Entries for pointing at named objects
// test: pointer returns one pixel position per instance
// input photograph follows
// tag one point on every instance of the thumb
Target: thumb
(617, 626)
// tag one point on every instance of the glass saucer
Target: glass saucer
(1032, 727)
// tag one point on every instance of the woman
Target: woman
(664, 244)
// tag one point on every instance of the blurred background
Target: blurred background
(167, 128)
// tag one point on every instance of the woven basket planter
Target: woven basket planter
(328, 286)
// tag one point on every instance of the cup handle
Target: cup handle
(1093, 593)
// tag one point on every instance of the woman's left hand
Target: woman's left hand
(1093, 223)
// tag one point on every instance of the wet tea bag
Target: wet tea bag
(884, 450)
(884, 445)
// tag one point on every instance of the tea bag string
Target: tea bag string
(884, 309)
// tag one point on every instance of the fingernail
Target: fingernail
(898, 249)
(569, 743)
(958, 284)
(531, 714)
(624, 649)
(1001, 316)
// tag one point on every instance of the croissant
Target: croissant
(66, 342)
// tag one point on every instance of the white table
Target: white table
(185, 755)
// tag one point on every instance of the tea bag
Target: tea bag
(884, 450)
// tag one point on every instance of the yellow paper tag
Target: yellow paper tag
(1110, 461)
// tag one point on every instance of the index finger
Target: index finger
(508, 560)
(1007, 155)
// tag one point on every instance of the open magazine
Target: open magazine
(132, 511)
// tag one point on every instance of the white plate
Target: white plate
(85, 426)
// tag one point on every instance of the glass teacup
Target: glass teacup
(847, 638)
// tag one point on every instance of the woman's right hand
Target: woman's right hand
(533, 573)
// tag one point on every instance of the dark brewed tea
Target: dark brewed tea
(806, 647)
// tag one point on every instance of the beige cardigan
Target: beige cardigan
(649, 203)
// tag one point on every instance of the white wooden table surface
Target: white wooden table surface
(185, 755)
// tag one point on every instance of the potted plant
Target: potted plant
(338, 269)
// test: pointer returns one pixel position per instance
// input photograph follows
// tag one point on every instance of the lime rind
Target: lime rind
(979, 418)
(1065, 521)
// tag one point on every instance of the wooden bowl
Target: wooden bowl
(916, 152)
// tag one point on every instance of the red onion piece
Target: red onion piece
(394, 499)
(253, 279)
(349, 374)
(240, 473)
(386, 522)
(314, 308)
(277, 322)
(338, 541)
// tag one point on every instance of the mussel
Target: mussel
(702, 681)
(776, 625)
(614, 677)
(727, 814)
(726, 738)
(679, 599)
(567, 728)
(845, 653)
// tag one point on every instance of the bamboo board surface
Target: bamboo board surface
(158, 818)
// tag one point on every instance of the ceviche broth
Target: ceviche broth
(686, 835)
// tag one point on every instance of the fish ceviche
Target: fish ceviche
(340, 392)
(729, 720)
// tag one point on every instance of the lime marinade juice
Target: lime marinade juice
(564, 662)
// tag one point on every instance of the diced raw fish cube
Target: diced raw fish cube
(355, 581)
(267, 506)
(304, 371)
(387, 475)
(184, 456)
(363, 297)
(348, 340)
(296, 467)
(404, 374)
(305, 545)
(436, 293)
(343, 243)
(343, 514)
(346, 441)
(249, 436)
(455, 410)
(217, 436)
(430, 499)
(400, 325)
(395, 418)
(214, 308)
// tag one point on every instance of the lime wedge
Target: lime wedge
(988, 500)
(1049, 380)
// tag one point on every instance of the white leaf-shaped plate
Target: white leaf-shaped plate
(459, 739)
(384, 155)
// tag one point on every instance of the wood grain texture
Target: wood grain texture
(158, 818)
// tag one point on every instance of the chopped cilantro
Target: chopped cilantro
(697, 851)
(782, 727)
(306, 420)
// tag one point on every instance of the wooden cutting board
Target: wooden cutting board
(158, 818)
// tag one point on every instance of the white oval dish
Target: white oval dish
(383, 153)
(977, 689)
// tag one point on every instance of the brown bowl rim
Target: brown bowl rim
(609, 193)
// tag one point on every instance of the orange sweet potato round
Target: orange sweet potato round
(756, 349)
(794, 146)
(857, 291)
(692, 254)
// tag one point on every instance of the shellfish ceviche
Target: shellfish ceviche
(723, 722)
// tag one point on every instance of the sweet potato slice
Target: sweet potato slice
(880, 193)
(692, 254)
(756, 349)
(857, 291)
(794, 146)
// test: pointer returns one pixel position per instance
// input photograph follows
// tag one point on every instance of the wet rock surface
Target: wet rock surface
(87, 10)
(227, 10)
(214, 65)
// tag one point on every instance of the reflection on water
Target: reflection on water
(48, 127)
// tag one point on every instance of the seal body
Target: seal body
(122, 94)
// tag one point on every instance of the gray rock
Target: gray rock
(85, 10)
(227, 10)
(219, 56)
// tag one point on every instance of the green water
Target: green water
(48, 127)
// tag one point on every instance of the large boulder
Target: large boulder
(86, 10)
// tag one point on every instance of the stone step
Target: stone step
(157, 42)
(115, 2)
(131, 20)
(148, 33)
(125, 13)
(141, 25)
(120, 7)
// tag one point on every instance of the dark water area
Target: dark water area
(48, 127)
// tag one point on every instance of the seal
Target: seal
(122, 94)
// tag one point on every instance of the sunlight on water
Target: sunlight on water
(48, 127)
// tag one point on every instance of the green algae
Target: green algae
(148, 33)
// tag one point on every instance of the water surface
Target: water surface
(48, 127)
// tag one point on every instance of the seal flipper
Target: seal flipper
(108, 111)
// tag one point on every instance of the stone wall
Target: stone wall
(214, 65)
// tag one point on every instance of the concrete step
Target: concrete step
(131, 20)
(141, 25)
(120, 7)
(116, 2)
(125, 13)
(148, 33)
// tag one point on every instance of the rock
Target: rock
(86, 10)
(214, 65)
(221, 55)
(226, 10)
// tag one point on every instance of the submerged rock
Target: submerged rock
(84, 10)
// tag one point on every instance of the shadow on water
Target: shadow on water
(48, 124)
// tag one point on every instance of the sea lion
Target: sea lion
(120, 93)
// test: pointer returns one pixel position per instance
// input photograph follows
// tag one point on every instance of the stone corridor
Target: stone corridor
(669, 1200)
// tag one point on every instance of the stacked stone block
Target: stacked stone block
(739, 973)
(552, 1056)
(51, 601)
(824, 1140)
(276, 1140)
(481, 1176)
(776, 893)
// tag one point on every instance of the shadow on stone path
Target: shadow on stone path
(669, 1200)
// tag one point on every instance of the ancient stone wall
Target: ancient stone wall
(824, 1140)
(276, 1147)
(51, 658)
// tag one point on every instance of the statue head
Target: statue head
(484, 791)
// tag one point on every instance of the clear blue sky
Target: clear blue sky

* _Given request_
Switch "tag one point" to "mark one point" everywhere in the lines above, and keep every other part of them unchanged.

* _Exercise response_
// test: pointer returns one pixel position per instance
// input photograph follows
// mark one point on every instance of the thumb
Target: thumb
(617, 626)
// mark one point on every instance of the glass saucer
Target: glass saucer
(1032, 727)
// mark one point on every instance of the woman
Target: woman
(664, 244)
// mark one point on every instance of the blurred background
Target: blurred background
(167, 128)
// mark one point on every instance of the woven basket planter
Target: woven basket planter
(328, 286)
// mark one point on every instance of the cup handle
Target: cup handle
(1093, 593)
// mark one point on every instance of the woman's left hand
Target: woman's left hand
(1093, 223)
// mark one point on every instance of the wet tea bag
Target: wet tea bag
(884, 450)
(884, 445)
// mark one point on every instance of the tea bag string
Target: tea bag string
(884, 309)
// mark one point on every instance of the fingernail
Target: fingernail
(898, 249)
(569, 743)
(958, 284)
(531, 714)
(624, 649)
(1001, 316)
// mark one point on every instance of the croissant
Target: croissant
(66, 342)
// mark one point on every instance of the white table
Target: white table
(185, 755)
// mark one point on every instance of the tea bag
Target: tea bag
(884, 450)
// mark one point on every instance of the yellow paper tag
Target: yellow paper tag
(1110, 461)
// mark one point on every instance of the index finger
Target: index finger
(508, 560)
(1007, 155)
// mark one point on every instance of the open magazine
Target: open magazine
(132, 511)
// mark one point on every instance of the white plate
Target: white plate
(85, 426)
// mark one point on every instance of the glass teacup
Target: glass teacup
(847, 638)
// mark one point on every instance of the woman's right hand
Target: woman's right hand
(533, 573)
// mark one point on every instance of the dark brewed tea
Target: dark brewed tea
(806, 647)
// mark one point on every instance of the beige cardigan
Target: beige cardigan
(649, 203)
// mark one point on every instance of the white wooden table surface
Target: white wooden table surface
(185, 755)
// mark one point on every instance of the potted plant
Target: potted plant
(338, 269)
// test: pointer returns one pixel position per instance
// input photograph follows
// mark one point on every instance of the lime rind
Target: lime rind
(979, 418)
(1065, 521)
// mark one point on every instance of the wooden bowl
Target: wooden bowl
(916, 152)
// mark one point on every instance of the red onion piece
Target: red onion piece
(394, 499)
(253, 279)
(349, 374)
(240, 473)
(386, 522)
(314, 308)
(277, 322)
(338, 541)
// mark one point on every instance of the mussel
Target: mussel
(702, 681)
(776, 625)
(614, 677)
(727, 814)
(726, 738)
(679, 599)
(567, 728)
(845, 653)
// mark one point on every instance of the bamboo board surface
Target: bamboo board surface
(158, 818)
// mark one point on every instance of the ceviche broth
Target: ceviche broth
(686, 835)
// mark one point on every instance of the fish ceviche
Target: fish ceviche
(340, 392)
(729, 720)
// mark one point on every instance of the lime marinade juice
Target: lime marinade juice
(564, 662)
// mark one point on every instance of the diced raw fish cube
Target: diced raw fish cube
(355, 581)
(267, 506)
(304, 371)
(387, 475)
(184, 456)
(363, 297)
(348, 340)
(296, 467)
(404, 374)
(305, 545)
(436, 293)
(343, 243)
(343, 514)
(346, 441)
(249, 436)
(455, 410)
(217, 436)
(430, 499)
(400, 325)
(395, 418)
(214, 308)
// mark one point on every instance of the lime wedge
Target: lime wedge
(988, 500)
(1049, 380)
// mark one point on every instance of the white leaf-shaped plate
Target: white leaf-shaped plate
(459, 739)
(384, 155)
// mark one point on every instance of the wood grain texture
Target: wood grain texture
(158, 818)
// mark one point on every instance of the chopped cilantro
Target: chopped cilantro
(697, 851)
(782, 727)
(306, 420)
// mark one point on every instance of the wooden cutting board
Target: wooden cutting board
(158, 818)
// mark one point on every instance of the white oval dish
Target: white oval dish
(383, 153)
(977, 689)
// mark one point on every instance of the brown bowl rim
Target: brown bowl rim
(609, 193)
// mark one point on every instance of the orange sweet potato round
Target: orange sweet potato round
(756, 349)
(794, 146)
(857, 291)
(692, 254)
// mark one point on every instance of the shellfish ceviche
Target: shellfish ceviche
(723, 722)
// mark one point on every instance of the sweet potato slice
Target: sweet potato slice
(880, 193)
(692, 254)
(756, 349)
(857, 291)
(794, 146)
// test: pointer returns one pixel position per instance
// input photograph follows
// mark one point on every instance of the wet rock surface
Target: wet rock surface
(87, 10)
(227, 10)
(214, 65)
// mark one point on every instance of the reflection on water
Target: reflection on water
(48, 127)
// mark one point on every instance of the seal body
Target: seal body
(122, 94)
// mark one point on every instance of the gray rock
Target: gray rock
(85, 10)
(227, 10)
(219, 56)
// mark one point on every instance of the green water
Target: green water
(48, 127)
// mark one point on every instance of the large boulder
Target: large boulder
(86, 10)
// mark one point on every instance of the stone step
Target: stone step
(157, 42)
(115, 2)
(131, 20)
(148, 33)
(125, 13)
(141, 25)
(120, 7)
// mark one point on every instance of the dark water area
Target: dark water area
(48, 127)
// mark one point on every instance of the seal
Target: seal
(122, 94)
// mark one point on every instance of the sunlight on water
Target: sunlight on water
(48, 127)
// mark one point on every instance of the green algae
Target: green algae
(148, 33)
// mark one point on every instance of the water surface
Target: water surface
(48, 127)
// mark one point on every instance of the seal flipper
Target: seal flipper
(108, 111)
// mark one point on every instance of the stone wall
Target: stone wall
(214, 65)
// mark one point on every instance of the concrete step
Target: concrete step
(131, 20)
(141, 25)
(120, 7)
(116, 2)
(125, 13)
(148, 33)
// mark one point on every instance of the rock
Target: rock
(86, 10)
(214, 65)
(221, 55)
(226, 10)
// mark one point on every instance of the submerged rock
Target: submerged rock
(84, 10)
// mark one point on every instance of the shadow on water
Target: shadow on water
(48, 124)
// mark one point on every instance of the sea lion
Target: sea lion
(120, 93)
// test: pointer returns one pixel position per instance
// input photograph follows
// mark one point on every instance of the stone corridor
Target: stone corridor
(669, 1200)
// mark one point on every instance of the stacked stone block
Target: stacked stone block
(739, 973)
(552, 1056)
(51, 601)
(824, 1140)
(276, 1140)
(481, 1176)
(776, 893)
// mark one point on every instance of the shadow on stone path
Target: shadow on stone path
(669, 1200)
// mark one point on every instance of the ancient stone wall
Target: ancient stone wall
(824, 1140)
(276, 1147)
(51, 658)
// mark one point on every instance of the statue head
Target: statue head
(484, 791)
// mark one point on every instance of the clear blue sky
Target: clear blue sky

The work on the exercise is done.